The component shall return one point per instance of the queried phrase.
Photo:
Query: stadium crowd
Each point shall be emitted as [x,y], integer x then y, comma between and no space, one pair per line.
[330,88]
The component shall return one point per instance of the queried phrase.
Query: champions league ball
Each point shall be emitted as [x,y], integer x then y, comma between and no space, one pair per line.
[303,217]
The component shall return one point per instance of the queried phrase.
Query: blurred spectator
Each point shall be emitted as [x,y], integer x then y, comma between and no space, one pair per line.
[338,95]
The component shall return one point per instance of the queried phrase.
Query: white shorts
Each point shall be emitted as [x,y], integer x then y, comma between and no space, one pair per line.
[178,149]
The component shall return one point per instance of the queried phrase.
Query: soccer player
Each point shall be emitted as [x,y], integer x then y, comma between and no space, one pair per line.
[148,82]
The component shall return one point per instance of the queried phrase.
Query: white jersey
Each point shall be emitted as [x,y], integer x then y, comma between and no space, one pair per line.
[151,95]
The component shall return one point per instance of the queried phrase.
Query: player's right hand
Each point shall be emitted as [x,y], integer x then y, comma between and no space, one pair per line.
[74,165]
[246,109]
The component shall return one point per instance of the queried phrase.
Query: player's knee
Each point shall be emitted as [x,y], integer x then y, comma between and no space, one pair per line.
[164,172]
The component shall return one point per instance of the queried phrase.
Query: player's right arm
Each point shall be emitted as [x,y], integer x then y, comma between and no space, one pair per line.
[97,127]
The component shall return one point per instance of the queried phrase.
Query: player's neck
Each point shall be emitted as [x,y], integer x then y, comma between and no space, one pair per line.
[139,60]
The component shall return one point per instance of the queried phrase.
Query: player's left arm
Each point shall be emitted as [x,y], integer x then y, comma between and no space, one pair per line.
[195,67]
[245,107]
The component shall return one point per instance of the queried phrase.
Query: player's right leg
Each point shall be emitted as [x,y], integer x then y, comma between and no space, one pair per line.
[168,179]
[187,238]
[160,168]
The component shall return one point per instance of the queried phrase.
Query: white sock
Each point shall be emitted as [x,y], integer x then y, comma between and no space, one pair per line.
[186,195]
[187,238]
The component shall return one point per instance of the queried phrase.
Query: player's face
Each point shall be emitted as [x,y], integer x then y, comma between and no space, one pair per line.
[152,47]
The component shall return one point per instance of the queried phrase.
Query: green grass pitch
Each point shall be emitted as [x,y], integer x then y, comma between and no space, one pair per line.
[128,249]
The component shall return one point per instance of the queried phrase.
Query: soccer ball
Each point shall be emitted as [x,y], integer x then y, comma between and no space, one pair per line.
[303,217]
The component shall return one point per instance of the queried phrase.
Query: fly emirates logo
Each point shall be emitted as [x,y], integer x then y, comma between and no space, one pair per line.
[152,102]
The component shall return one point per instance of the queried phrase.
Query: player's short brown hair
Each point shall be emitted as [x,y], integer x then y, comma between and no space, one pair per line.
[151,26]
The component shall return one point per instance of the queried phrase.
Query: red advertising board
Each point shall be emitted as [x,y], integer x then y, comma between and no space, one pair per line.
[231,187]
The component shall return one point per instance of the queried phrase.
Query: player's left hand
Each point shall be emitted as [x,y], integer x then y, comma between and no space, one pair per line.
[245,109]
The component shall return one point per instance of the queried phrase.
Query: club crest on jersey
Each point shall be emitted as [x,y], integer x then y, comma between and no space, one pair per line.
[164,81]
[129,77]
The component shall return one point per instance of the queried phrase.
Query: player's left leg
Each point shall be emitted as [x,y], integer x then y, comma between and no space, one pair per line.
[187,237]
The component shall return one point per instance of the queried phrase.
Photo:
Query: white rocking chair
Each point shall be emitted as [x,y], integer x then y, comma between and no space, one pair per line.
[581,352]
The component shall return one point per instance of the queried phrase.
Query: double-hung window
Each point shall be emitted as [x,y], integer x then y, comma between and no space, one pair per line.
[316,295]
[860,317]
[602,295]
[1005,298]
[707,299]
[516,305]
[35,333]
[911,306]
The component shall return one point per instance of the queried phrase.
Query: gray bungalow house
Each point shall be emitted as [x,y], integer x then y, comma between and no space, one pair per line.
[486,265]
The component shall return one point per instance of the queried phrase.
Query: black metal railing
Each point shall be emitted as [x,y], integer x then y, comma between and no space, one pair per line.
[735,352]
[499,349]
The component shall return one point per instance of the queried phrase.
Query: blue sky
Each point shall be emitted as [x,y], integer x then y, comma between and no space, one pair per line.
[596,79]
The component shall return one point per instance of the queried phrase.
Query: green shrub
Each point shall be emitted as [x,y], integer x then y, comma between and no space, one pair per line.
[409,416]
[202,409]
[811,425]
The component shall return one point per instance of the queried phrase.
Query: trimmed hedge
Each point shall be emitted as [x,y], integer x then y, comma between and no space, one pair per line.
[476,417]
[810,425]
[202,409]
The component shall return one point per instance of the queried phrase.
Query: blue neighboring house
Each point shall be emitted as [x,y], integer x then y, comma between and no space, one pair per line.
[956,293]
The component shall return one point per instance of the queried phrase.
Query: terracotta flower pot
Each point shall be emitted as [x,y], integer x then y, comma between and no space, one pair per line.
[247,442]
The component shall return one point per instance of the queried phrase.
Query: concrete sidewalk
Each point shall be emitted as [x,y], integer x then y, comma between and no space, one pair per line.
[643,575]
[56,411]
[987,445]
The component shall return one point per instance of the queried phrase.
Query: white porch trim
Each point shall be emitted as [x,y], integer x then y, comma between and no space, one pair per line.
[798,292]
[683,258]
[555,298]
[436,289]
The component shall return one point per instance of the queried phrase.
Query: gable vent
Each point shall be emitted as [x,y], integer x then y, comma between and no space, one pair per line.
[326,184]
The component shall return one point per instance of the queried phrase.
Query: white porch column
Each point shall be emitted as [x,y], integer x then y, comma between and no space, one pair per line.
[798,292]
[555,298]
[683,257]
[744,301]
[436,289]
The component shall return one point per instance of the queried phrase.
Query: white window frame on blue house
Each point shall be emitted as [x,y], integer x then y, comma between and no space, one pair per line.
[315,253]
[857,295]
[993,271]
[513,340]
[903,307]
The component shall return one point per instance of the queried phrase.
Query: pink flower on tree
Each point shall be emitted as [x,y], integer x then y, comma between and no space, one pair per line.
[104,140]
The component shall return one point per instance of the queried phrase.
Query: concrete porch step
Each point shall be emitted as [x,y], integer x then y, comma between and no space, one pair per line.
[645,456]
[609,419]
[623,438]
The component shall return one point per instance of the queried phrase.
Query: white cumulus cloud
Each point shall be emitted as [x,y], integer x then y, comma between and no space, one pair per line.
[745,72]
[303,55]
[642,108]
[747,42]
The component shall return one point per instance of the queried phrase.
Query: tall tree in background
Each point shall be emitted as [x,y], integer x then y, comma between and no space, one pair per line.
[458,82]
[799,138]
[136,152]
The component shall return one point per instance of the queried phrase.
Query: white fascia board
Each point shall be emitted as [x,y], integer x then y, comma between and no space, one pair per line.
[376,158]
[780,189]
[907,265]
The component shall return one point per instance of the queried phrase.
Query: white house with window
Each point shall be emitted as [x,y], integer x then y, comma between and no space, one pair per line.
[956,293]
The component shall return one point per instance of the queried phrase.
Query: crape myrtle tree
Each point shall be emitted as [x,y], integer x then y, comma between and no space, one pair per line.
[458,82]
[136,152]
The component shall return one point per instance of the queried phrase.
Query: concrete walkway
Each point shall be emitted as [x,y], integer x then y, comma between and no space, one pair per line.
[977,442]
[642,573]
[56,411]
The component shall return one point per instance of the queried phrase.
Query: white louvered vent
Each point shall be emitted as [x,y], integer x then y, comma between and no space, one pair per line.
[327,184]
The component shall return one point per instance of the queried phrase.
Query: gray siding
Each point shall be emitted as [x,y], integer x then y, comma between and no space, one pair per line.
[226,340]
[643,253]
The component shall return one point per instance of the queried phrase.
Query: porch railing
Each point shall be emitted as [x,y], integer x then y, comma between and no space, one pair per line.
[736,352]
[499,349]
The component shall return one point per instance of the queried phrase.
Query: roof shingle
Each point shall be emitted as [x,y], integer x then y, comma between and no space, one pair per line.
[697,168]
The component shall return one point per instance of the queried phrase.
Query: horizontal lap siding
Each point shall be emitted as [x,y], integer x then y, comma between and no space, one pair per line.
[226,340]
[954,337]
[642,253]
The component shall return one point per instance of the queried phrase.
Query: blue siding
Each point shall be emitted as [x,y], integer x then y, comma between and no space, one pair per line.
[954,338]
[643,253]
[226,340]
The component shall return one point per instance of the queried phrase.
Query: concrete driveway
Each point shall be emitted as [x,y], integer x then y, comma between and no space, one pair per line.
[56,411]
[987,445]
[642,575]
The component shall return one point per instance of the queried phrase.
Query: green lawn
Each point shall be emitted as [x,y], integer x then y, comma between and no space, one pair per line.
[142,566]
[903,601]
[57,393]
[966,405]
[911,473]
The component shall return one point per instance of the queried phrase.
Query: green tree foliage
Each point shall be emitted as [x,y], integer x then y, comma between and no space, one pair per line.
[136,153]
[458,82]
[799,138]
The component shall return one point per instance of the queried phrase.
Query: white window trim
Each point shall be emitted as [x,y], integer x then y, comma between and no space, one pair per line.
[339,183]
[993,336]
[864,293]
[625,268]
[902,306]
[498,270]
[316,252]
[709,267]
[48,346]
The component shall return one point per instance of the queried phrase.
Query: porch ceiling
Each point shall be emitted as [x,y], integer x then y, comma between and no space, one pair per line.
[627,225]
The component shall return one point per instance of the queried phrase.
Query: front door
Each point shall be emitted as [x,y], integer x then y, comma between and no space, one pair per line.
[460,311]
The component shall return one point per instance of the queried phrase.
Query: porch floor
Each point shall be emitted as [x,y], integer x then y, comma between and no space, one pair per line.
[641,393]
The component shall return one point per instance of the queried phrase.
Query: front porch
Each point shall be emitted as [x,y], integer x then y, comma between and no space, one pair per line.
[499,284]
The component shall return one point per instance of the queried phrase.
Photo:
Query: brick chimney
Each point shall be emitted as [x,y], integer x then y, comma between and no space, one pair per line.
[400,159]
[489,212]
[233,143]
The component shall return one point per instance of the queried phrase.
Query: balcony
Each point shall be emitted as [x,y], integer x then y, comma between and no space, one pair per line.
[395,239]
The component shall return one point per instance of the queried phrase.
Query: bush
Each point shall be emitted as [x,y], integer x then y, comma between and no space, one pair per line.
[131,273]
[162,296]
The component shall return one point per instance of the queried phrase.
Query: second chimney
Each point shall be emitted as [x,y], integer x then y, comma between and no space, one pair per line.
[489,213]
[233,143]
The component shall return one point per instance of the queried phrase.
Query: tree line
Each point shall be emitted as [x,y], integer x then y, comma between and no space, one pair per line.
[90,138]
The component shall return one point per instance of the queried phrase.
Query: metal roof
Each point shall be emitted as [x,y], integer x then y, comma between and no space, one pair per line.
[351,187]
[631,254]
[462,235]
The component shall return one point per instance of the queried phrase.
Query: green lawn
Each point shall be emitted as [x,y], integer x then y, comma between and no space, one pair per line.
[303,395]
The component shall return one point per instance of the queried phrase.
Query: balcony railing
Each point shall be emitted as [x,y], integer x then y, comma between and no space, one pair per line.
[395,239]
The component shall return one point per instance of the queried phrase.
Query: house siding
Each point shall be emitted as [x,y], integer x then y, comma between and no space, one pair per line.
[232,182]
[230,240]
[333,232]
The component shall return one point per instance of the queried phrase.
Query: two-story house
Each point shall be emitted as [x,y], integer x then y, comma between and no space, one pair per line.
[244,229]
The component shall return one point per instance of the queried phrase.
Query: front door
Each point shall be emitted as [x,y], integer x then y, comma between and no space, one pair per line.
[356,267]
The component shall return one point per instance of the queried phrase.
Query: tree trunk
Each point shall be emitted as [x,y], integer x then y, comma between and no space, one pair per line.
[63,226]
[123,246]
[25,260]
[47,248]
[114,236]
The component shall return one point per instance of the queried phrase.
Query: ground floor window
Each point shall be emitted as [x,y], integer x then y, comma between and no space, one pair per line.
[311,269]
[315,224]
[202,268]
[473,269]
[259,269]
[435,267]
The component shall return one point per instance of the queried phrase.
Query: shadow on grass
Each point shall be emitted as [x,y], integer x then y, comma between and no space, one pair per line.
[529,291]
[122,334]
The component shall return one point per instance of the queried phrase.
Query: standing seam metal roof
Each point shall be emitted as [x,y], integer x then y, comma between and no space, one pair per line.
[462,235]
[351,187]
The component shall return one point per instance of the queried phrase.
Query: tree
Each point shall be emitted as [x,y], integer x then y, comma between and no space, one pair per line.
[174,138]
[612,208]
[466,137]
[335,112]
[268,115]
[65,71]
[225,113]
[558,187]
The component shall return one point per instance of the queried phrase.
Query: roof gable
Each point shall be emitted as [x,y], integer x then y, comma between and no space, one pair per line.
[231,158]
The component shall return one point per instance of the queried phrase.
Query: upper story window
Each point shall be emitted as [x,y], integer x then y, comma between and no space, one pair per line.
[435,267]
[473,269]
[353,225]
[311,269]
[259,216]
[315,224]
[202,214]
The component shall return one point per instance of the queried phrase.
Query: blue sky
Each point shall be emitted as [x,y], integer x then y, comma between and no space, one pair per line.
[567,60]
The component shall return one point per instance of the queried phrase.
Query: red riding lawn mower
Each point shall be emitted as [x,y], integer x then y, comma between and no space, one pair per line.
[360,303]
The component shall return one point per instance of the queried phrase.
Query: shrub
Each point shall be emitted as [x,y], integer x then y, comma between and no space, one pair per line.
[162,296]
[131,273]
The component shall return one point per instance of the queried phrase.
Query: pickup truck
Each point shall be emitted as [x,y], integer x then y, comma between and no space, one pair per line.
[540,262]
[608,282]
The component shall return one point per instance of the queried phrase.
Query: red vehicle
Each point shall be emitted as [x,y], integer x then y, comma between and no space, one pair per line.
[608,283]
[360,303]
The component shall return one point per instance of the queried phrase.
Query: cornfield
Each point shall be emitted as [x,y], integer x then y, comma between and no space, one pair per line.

######

### TASK STATEMENT
Above are records; repeat only the lines starting at the line with "Query: tree line" and ending at the line with "Query: metal roof", exactly as they appear, both included.

### OUTPUT
Query: tree line
Each point shall be emitted as [x,y], integer x then y, comma between and no space, one pair per line.
[90,138]
The component shall return one point per instance of the queried phrase.
Query: metal roof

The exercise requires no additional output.